## What you need to do
Go through the following data and transcribe exactly the stretch of lines from the one holding "box: [8, 116, 116, 440]" to the one holding "negative clicks: (44, 199)", both included.
____ Data supplied
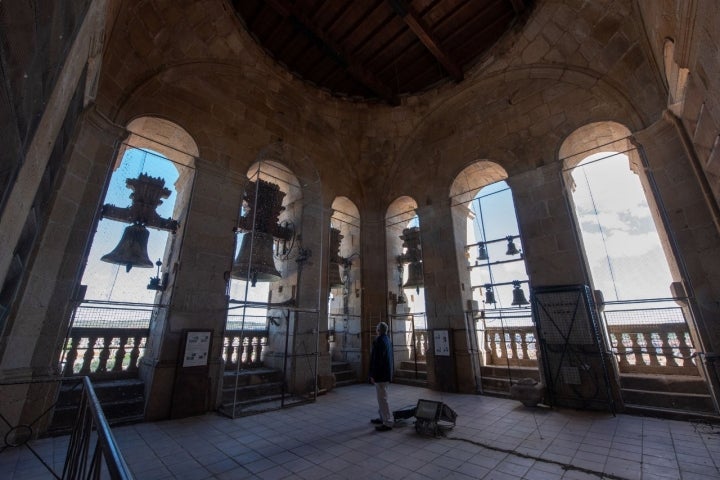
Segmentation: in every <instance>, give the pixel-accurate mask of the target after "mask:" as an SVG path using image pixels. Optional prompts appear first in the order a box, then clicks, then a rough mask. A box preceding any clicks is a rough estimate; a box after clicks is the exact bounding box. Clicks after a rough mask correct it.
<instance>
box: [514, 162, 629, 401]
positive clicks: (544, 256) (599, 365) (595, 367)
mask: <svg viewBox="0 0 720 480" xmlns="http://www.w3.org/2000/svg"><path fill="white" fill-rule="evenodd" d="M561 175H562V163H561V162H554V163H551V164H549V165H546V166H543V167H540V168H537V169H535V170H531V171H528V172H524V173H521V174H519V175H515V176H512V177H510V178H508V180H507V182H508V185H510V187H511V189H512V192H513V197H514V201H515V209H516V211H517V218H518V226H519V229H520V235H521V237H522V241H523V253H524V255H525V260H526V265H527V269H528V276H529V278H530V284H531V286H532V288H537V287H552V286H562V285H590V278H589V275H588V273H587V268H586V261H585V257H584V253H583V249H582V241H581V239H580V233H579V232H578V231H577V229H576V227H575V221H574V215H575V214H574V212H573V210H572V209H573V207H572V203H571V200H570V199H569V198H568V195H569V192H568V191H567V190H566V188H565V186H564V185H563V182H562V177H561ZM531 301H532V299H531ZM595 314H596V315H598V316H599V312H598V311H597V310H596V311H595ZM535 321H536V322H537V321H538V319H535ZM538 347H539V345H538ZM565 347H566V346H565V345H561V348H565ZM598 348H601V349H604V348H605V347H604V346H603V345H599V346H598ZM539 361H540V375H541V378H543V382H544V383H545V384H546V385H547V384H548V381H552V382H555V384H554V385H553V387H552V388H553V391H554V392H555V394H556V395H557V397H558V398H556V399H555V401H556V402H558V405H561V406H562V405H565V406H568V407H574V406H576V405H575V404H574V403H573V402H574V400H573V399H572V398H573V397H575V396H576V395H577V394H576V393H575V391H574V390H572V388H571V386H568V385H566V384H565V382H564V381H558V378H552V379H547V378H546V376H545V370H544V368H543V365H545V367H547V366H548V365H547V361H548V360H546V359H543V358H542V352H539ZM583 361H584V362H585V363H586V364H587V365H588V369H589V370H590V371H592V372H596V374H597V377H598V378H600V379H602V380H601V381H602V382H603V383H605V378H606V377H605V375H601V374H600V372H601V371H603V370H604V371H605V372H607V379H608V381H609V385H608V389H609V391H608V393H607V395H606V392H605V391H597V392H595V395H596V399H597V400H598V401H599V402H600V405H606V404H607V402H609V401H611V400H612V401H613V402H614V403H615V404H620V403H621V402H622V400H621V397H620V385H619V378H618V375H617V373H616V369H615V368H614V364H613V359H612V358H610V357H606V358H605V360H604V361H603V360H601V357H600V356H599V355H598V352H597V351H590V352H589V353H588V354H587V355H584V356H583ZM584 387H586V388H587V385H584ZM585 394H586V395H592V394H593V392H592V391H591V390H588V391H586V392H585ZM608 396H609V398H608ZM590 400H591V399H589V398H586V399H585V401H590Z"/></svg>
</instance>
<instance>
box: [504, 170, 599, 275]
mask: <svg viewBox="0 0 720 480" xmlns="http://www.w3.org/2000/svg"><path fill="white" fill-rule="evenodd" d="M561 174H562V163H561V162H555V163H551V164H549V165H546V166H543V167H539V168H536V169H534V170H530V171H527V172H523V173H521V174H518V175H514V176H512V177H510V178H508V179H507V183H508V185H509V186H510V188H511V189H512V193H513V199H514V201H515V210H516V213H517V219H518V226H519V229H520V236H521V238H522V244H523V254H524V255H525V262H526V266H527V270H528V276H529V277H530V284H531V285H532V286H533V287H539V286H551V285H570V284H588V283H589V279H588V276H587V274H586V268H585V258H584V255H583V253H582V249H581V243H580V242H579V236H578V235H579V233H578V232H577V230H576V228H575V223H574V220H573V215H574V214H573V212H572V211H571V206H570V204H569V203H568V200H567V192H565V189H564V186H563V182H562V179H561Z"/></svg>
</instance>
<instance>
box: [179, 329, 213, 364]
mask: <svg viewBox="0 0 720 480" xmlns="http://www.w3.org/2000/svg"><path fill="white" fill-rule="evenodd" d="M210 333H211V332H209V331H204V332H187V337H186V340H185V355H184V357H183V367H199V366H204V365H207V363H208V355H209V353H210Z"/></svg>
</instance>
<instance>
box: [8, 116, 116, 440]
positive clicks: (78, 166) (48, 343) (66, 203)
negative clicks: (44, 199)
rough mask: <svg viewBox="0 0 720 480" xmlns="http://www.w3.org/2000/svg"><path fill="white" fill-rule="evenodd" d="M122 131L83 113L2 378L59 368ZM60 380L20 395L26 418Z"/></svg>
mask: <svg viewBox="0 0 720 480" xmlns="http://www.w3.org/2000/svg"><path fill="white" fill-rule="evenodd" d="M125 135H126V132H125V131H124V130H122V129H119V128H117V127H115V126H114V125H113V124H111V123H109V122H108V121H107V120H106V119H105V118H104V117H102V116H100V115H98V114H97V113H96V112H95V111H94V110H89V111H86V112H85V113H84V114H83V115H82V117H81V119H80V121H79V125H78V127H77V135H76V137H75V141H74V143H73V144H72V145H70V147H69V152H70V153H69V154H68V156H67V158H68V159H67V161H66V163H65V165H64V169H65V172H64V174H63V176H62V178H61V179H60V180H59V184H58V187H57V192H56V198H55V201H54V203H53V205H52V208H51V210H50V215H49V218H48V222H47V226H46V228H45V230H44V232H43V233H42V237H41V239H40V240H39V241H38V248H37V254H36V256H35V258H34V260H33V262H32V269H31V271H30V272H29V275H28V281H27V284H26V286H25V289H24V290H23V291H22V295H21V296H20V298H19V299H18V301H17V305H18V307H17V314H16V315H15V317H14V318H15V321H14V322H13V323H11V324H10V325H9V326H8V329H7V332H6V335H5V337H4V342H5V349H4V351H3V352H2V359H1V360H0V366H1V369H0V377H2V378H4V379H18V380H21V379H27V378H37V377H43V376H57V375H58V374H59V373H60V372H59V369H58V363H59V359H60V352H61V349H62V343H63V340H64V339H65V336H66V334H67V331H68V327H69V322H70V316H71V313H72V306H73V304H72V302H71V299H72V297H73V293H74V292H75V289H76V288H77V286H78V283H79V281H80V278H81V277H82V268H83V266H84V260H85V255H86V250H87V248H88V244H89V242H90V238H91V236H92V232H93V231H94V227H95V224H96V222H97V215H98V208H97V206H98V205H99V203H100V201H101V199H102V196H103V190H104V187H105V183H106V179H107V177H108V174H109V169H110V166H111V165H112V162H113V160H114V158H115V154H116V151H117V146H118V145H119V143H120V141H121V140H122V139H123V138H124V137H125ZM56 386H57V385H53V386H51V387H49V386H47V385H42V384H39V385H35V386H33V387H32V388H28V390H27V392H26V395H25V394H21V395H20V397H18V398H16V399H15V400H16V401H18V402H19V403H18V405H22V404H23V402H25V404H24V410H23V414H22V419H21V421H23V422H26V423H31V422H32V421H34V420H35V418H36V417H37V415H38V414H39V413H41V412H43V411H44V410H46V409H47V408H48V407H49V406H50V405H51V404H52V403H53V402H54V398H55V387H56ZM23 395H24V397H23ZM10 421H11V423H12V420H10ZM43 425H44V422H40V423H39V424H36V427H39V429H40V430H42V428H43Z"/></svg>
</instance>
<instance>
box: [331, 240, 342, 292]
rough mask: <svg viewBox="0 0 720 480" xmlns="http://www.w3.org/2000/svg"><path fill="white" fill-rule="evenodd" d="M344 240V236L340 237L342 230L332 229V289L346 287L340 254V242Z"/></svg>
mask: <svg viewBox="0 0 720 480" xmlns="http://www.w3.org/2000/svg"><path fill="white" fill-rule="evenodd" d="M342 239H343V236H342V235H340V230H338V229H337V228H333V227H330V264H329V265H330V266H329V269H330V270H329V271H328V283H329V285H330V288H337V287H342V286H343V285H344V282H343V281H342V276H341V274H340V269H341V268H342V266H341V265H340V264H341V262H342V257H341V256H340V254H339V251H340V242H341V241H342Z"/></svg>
________
## Solved exercise
box: [8, 116, 116, 440]
positive clicks: (78, 166) (48, 343) (66, 203)
negative clicks: (44, 199)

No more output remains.